Data section:
○ ○ ○ ○ ○

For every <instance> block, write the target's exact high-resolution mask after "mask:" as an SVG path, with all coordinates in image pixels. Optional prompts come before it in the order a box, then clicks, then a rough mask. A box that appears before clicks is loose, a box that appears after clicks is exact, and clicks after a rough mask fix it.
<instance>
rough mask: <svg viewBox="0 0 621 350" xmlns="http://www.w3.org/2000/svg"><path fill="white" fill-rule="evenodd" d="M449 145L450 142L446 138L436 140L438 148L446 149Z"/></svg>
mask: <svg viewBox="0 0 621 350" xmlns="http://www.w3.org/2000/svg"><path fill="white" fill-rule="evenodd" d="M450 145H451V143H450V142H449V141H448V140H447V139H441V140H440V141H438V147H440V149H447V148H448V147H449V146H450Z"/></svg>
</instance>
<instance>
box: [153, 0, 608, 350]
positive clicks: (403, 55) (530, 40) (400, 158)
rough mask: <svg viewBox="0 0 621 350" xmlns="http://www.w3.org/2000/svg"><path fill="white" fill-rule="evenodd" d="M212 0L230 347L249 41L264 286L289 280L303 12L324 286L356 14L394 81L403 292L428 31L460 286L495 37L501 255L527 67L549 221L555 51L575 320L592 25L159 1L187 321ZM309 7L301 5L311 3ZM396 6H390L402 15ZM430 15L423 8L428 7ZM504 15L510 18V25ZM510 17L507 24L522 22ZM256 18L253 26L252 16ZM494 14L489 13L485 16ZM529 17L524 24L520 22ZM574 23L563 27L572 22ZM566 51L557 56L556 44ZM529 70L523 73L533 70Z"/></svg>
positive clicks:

○ ○ ○ ○ ○

Problem to solve: Write out every entry again, exactly as it appears.

Answer section:
For every <instance> block, write the target's exact high-resolution mask after "mask:" as an SVG path, with all coordinates in image pixels. Optional prompts come before it in the order a box, then clicks, then a rough mask. A box that appears before clicks is loose, a box that appears after clicks is exact, and clicks after a rough mask fix it.
<instance>
rough mask: <svg viewBox="0 0 621 350" xmlns="http://www.w3.org/2000/svg"><path fill="white" fill-rule="evenodd" d="M449 145L450 142L446 138L436 140L438 148L446 149Z"/></svg>
mask: <svg viewBox="0 0 621 350" xmlns="http://www.w3.org/2000/svg"><path fill="white" fill-rule="evenodd" d="M450 145H451V143H450V142H449V141H448V140H447V139H441V140H440V141H438V147H440V149H447V148H448V147H449V146H450Z"/></svg>
</instance>
<instance>
box: [153, 0, 608, 350]
positive clicks: (403, 55) (530, 40) (400, 158)
rough mask: <svg viewBox="0 0 621 350" xmlns="http://www.w3.org/2000/svg"><path fill="white" fill-rule="evenodd" d="M212 0L230 347L249 41L264 286L289 280L303 12L324 286L356 14L394 81L403 292L428 31L460 286L495 37L501 255L527 67L549 221L555 51L575 320L592 25L159 1L187 321ZM309 7L301 5L311 3ZM396 6H390L402 15ZM430 15L423 8L428 7ZM504 15L510 18V25ZM510 17L507 24L522 22ZM256 18L253 26L252 16ZM494 14L489 13L485 16ZM529 17L524 24L520 22ZM574 23L563 27L572 22ZM566 51L557 56L556 44ZM529 70L523 73L533 70Z"/></svg>
positive clicks:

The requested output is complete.